_WORK ITEM_
Scan the records for the string "negative" and copy every line that holds it.

::: DATA SHOWN

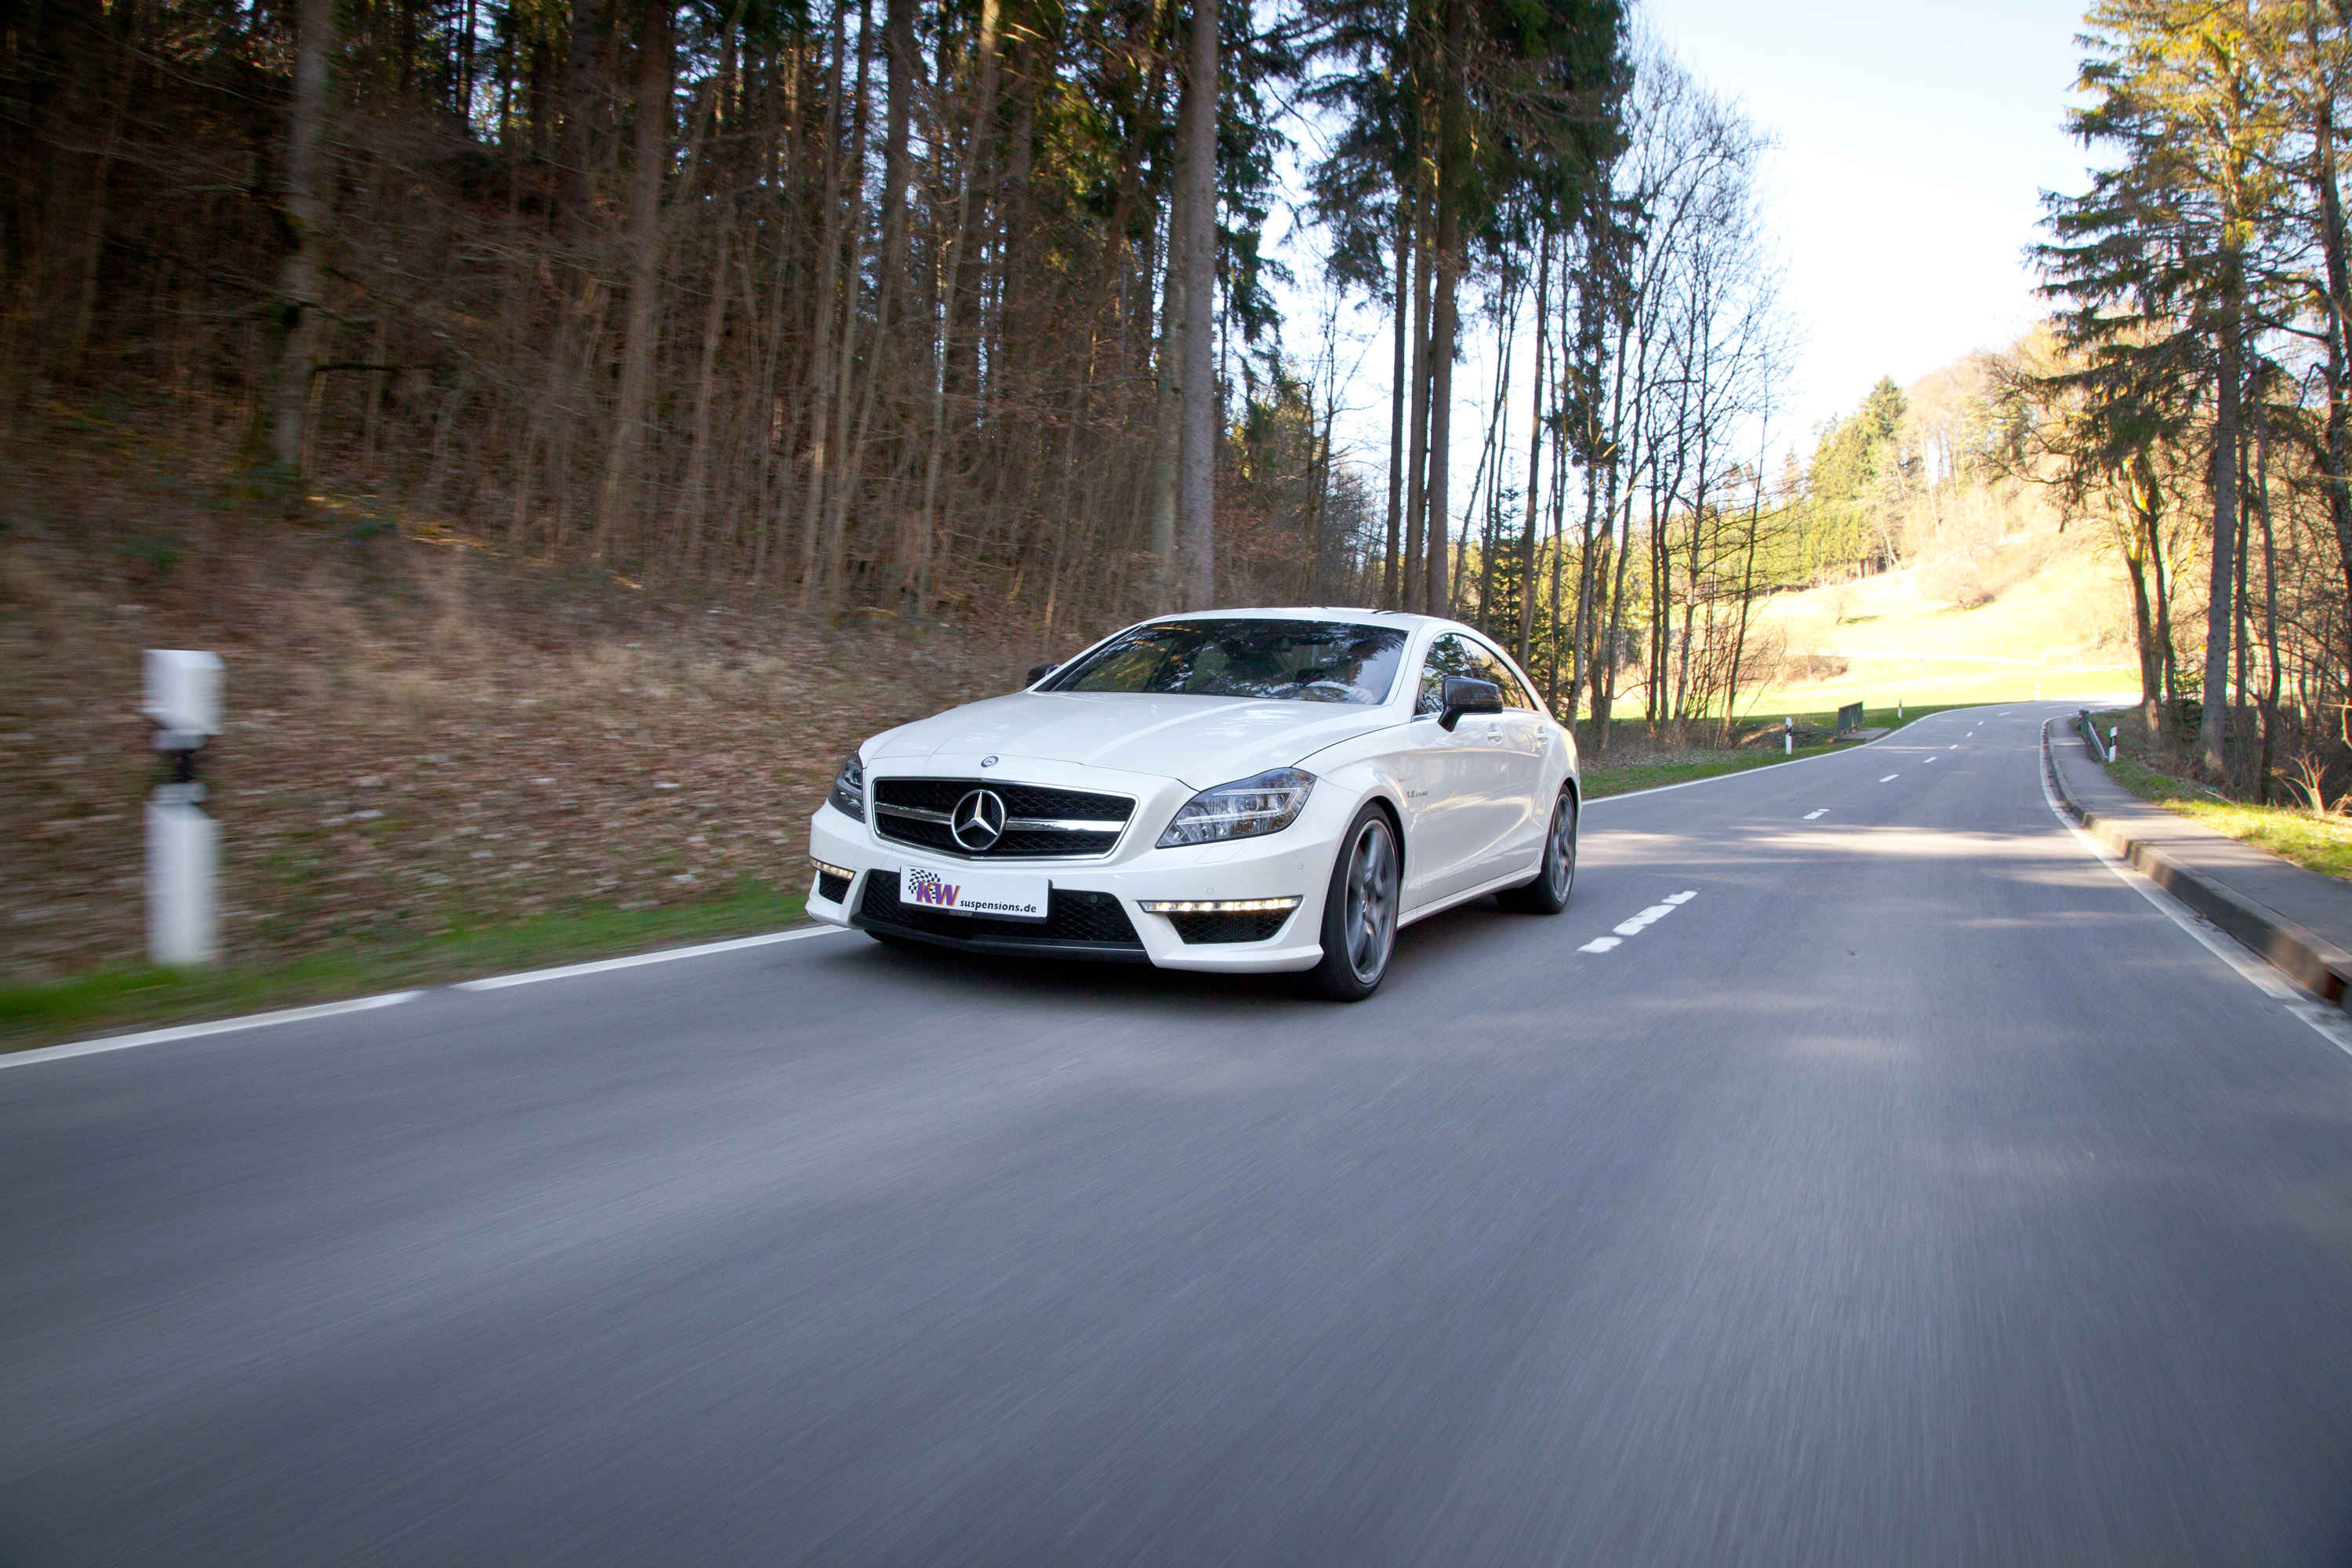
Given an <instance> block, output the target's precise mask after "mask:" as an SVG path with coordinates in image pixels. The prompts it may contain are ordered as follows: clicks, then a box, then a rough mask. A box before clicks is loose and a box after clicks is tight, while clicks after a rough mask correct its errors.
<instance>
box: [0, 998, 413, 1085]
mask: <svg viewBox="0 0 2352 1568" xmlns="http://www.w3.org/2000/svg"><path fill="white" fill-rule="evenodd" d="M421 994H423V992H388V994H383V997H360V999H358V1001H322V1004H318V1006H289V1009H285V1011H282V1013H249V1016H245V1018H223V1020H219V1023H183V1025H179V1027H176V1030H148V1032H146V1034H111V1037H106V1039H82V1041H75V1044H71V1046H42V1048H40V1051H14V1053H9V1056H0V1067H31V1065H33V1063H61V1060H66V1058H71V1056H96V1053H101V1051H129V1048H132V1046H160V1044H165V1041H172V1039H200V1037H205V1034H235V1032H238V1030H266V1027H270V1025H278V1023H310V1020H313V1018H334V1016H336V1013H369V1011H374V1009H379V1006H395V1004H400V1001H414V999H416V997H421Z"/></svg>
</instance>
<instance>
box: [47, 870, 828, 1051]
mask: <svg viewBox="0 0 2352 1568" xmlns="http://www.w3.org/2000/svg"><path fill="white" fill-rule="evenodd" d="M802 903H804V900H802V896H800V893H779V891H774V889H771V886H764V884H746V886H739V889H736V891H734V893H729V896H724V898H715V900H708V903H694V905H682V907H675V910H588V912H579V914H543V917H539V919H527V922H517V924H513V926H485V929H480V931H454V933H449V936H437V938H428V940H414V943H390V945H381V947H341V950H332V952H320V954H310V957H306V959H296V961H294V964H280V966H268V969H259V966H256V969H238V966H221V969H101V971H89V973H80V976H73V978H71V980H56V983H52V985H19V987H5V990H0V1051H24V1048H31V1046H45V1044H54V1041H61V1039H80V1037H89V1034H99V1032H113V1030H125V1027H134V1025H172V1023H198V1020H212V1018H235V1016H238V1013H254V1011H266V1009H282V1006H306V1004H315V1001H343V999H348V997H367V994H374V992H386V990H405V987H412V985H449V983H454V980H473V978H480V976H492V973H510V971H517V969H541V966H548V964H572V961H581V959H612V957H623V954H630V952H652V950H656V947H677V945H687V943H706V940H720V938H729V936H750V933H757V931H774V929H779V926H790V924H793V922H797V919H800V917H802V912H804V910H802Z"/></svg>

::::::
::: DATA SHOWN

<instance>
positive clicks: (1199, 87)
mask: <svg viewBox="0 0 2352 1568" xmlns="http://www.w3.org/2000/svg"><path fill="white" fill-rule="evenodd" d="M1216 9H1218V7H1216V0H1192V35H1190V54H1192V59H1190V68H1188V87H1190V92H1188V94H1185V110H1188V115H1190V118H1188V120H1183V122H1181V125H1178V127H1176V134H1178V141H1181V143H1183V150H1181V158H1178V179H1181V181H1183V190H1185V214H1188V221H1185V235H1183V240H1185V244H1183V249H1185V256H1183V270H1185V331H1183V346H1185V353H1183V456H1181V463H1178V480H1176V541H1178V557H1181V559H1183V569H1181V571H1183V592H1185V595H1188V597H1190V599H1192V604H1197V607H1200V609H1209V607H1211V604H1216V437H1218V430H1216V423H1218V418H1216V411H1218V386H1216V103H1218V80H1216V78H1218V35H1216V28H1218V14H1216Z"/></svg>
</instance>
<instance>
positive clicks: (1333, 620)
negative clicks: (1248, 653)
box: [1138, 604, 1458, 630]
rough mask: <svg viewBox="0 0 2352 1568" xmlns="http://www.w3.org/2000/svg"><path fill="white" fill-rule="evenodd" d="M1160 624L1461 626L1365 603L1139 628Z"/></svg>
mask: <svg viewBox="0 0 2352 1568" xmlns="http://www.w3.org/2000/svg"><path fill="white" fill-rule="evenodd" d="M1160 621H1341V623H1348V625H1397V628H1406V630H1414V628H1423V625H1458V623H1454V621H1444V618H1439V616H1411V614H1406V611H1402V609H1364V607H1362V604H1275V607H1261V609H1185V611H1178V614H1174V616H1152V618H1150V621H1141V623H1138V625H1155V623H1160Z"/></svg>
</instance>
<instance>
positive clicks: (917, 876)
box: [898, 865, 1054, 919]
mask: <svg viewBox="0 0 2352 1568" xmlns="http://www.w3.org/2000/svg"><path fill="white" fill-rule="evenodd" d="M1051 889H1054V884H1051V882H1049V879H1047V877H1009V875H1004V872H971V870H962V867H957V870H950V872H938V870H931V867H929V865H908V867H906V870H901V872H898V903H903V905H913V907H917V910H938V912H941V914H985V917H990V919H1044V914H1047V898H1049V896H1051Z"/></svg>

::::::
::: DATA SHOWN

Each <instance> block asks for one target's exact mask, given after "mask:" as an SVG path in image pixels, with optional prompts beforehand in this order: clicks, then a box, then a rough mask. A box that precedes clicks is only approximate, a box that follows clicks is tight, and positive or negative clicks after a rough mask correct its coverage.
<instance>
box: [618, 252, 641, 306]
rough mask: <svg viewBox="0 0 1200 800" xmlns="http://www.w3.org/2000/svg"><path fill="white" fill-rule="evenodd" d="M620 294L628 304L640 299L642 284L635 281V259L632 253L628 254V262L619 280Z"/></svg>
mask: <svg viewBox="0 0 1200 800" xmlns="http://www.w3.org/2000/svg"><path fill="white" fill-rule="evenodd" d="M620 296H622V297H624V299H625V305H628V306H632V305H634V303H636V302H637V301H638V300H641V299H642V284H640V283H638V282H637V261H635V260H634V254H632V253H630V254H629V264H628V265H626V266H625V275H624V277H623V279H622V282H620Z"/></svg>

::::::

_ANSWER TO THE PROBLEM_
negative clicks: (1248, 653)
Each <instance> block asks for one target's exact mask, given after "mask:" as an SVG path in image pixels, with optional prompts beforehand in this order: clicks, then a box, then a rough mask. A box that precedes clicks is only approximate, a box that follows clicks is tight, and positive or negative clicks after a rough mask correct its coverage.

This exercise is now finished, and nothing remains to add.